The request >> Output every line of the listing below as a JSON array of strings, one string per line, with blank lines and the picture lines left out.

Data >>
(begin)

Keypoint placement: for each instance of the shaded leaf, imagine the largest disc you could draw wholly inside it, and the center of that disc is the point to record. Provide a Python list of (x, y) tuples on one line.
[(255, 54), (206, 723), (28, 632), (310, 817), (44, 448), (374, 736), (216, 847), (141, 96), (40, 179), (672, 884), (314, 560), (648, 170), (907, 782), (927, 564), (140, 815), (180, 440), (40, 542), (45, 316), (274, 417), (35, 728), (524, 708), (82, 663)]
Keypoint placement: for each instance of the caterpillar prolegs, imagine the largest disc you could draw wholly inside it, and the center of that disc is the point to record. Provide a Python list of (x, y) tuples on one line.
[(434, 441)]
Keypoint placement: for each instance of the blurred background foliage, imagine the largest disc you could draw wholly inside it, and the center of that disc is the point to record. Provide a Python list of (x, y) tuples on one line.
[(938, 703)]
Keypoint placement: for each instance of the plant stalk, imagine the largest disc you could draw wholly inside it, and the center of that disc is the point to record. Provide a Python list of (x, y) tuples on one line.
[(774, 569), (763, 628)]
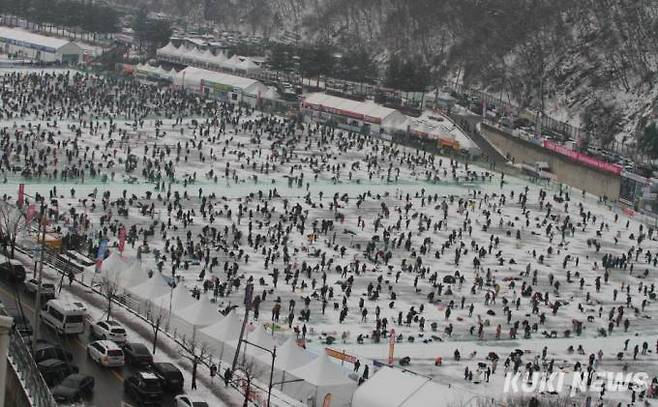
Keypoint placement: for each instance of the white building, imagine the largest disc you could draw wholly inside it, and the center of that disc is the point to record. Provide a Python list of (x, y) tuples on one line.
[(390, 387), (38, 47), (365, 117), (200, 58), (222, 86)]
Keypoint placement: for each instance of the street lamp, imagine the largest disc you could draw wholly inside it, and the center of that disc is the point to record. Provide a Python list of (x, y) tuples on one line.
[(273, 353)]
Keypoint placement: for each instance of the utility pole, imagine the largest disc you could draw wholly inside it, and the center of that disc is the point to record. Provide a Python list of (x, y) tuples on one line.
[(37, 308), (248, 293)]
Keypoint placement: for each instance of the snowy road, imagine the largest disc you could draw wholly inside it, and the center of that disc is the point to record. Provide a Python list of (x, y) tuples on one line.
[(108, 391)]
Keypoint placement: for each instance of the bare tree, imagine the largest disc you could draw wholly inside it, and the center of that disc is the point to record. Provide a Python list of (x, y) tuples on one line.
[(250, 370), (195, 353), (109, 288), (155, 316), (12, 223)]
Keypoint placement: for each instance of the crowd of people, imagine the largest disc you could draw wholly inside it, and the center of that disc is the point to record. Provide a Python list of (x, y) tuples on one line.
[(345, 237)]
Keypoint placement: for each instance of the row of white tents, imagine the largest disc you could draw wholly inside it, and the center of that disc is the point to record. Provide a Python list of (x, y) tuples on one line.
[(309, 377), (157, 71), (196, 57)]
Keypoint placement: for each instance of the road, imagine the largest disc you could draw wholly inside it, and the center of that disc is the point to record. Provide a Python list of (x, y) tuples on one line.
[(108, 391), (472, 121)]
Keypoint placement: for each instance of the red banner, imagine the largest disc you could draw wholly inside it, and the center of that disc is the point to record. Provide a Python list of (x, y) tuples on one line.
[(340, 355), (122, 239), (391, 346), (21, 195), (583, 158)]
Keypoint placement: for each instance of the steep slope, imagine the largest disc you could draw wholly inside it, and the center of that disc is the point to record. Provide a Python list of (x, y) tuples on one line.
[(584, 60)]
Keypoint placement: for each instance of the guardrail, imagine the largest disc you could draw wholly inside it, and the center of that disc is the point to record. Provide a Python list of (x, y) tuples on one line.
[(28, 373), (52, 258)]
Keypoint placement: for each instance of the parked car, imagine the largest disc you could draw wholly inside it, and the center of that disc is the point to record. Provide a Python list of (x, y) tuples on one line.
[(189, 401), (170, 376), (12, 270), (137, 355), (55, 370), (45, 350), (22, 325), (74, 388), (111, 330), (106, 353), (144, 388), (32, 285)]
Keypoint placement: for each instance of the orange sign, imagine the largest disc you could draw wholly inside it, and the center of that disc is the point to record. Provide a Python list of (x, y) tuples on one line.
[(341, 355), (391, 346)]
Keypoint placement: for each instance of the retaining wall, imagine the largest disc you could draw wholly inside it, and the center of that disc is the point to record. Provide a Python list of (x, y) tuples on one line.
[(568, 172)]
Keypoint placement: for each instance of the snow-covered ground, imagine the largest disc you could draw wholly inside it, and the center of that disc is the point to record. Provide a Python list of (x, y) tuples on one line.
[(393, 231)]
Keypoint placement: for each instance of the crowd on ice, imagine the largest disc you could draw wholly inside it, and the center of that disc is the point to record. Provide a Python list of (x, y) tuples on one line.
[(344, 236)]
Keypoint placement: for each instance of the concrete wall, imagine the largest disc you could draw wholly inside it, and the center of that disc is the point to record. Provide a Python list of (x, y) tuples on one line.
[(569, 172), (15, 395)]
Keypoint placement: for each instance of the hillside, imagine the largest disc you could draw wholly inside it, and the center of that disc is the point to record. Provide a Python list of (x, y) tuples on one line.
[(595, 60)]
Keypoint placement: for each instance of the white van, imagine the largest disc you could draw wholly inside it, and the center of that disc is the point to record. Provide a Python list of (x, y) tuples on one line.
[(64, 317)]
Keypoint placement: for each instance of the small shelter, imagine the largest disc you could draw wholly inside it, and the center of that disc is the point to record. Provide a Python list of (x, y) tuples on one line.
[(323, 380), (217, 335)]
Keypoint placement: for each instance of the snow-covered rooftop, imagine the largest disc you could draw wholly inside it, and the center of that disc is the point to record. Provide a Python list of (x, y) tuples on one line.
[(18, 35)]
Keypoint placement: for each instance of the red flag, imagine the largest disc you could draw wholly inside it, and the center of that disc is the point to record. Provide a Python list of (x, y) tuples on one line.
[(122, 239), (21, 195), (31, 212)]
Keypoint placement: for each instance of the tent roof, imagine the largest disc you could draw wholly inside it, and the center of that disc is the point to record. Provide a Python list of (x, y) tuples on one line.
[(181, 298), (201, 313), (290, 356), (34, 39), (168, 49), (390, 387), (260, 337), (192, 73), (322, 372), (134, 276), (152, 288), (226, 329), (367, 108)]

(end)

The response >>
[
  "Keypoint placement: for each instance of the shaded leaf, imagine the largest disc you could draw wholly inside it, and the center of that disc is the point to record. Provide a Python list of (x, y) tuples on one line.",
  "[(255, 54), (206, 723), (28, 632), (310, 817), (44, 448), (374, 736), (216, 847), (141, 96), (40, 179), (672, 884), (314, 560), (648, 170), (907, 782), (927, 564), (140, 815), (180, 440), (40, 542), (45, 316), (274, 417), (35, 728), (524, 708), (82, 663)]",
  "Keypoint placement: for each instance of the caterpillar prolegs, imagine the largest disc you could draw wholly inside it, and the center of that disc is the point to record. Provide a Python list of (x, y) tuples on one line.",
  "[(434, 441)]",
  "Keypoint placement: for each instance of the blurred background foliage, imagine the largest disc you could draw wholly inside it, and the center of that disc is the point to record. Provide a Python list of (x, y) tuples on one line.",
  "[(938, 703)]",
  "Keypoint placement: for each instance of the plant stalk, imagine the largest disc you could draw wholly inside it, and the center of that disc is the point to record. Provide a Python list of (x, y) tuples on one line.",
  "[(774, 569), (763, 628)]",
  "Keypoint placement: for each instance of the white building, imagine the largest disc you could draw wholly inside it, and the center of that disc is the point to record. Provide a Python list of (x, y) tuples on one line.",
  "[(390, 387), (38, 47), (365, 117), (200, 58), (222, 86)]",
  "Keypoint placement: for each instance of the street lamp, imagine the largest disc you could draw wholly inside it, and the center of that disc is the point to record. Provide a Python list of (x, y) tuples on one line.",
  "[(273, 353)]",
  "Keypoint placement: for each instance of the utility pole, imagine the largest disc you could draw wholly inside it, and the center of that disc is the point to record. Provide a Python list of (x, y) tuples on one line.",
  "[(37, 308), (248, 293)]",
  "Keypoint placement: for each instance of the snowy road, imagine the largest disc you could draw wholly inside it, and the center of that disc is the point to record. Provide a Python list of (x, y) tuples on one line.",
  "[(108, 391)]",
  "Keypoint placement: for each instance of the bare tree, imagine the largest disc you could draw wholly inside it, and the center of that disc is the point to record. Provide a Python list of (x, y) tuples on one line.",
  "[(250, 370), (195, 353), (109, 288), (155, 316), (12, 223)]",
  "Keypoint placement: for each instance of the crowd of people, imagine the largest disc you could draw wholly inside it, and the center of that disc is the point to record. Provide a Python list of (x, y) tuples on one line.",
  "[(345, 237)]",
  "Keypoint placement: for each instance of the row of white tents, imagine the largest disc you could draw wholly inside it, and the center of that disc is the point to record. Provide a Python list of (x, y) tuples on one line.",
  "[(309, 377), (157, 71), (196, 57)]",
  "Keypoint placement: for each instance of the road, imagine the largest disc you could draw wholly inside it, and the center of that disc is the point to record. Provide a Python list of (x, y) tuples on one line.",
  "[(108, 391), (472, 121)]",
  "Keypoint placement: for each instance of the red banner, imagine the largest disc you could draw wholly inside it, and the center of that disc is the point to record. Provide a Python list of (x, y) tuples on one line.",
  "[(340, 355), (122, 239), (391, 346), (21, 195), (583, 158)]",
  "Keypoint placement: for each instance of the steep slope, imagine the largest disc you could draw wholly inside it, and the center of that disc is the point to record. Provide a Python list of (x, y) tuples on one line.",
  "[(584, 60)]",
  "Keypoint placement: for each instance of the guardrail, imagine the largest disc you could draw wholly inside it, and the center of that disc is the point to record. Provide a Python list of (x, y) tuples on one line.",
  "[(28, 373), (52, 258)]",
  "Keypoint placement: for each instance of the parked car, imagine the largest disc you could draw wholly inside it, and the center of that disc is the point to record. Provide a Python list of (x, y) tuples on one line.",
  "[(189, 401), (170, 376), (12, 270), (137, 355), (55, 370), (45, 350), (22, 325), (74, 388), (111, 330), (106, 353), (144, 388), (32, 285)]",
  "Keypoint placement: for each instance of the orange sign, imagine the largest disc you could draw wholly inside it, and the center of that disc is the point to record. Provide a Python list of (x, y) tuples on one line.",
  "[(341, 355), (391, 346)]",
  "Keypoint placement: for each instance of the retaining wall, imagine the largest disc you could draw wholly inside it, and the center of that disc is the point to record. Provide a Python list of (x, y) tuples on one line.",
  "[(568, 172)]",
  "Keypoint placement: for each instance of the snow-covered ground, imagine the largest disc you could draw wholly inside it, and the center of that disc is the point to record. Provide a Python list of (x, y) tuples on one line.",
  "[(393, 231)]",
  "Keypoint placement: for each instance of the crowd on ice, imagine the largest disc you could draw wholly inside it, and the center of that disc is the point to record. Provide a Python list of (x, y) tuples on one line.",
  "[(344, 236)]",
  "Keypoint placement: for each instance of the concrete wall, imagine the largest disc you could draw wholly inside it, and the center of that disc is the point to record. Provide a Python list of (x, y) tuples on one line.",
  "[(569, 172), (15, 395)]",
  "Keypoint placement: for each instance of the hillside, imagine the largest disc you could draw wholly inside it, and the center of that disc is the point to record. Provide a Python list of (x, y) tuples on one line.",
  "[(595, 60)]",
  "Keypoint placement: for each instance of the white van, imagine the largest disc you could draw wholly inside it, and the center of that disc is the point to record. Provide a Python list of (x, y) tuples on one line.",
  "[(64, 317)]",
  "Keypoint placement: for each instance of the small shelter, imagine the largest disc you could draw wholly inside it, and the center of that disc is the point to record. Provide a Python list of (x, y) tuples on one line.",
  "[(323, 380), (217, 335)]",
  "Keypoint placement: for each instance of the snow-covered rooftop, imagine the largest disc you could draw wholly inside it, and the center of that disc is the point to record. Provide a Python list of (x, y) tuples on one line.",
  "[(18, 35)]",
  "Keypoint placement: for each instance of the red flag, imagine the largest disc you could draw wholly inside it, and the center of that disc is the point to record. Provide a Python list of (x, y) tuples on one line.",
  "[(122, 239), (21, 195), (31, 212)]",
  "Keypoint placement: for each instance of the tent roof, imagine the largest disc you could draw wholly inside it, and the center of that disc is the point to record. Provide a Python list of (x, y) tuples on one line.",
  "[(181, 298), (201, 313), (290, 356), (34, 39), (168, 49), (390, 387), (260, 337), (192, 73), (322, 372), (134, 276), (152, 288), (226, 329), (367, 108)]"
]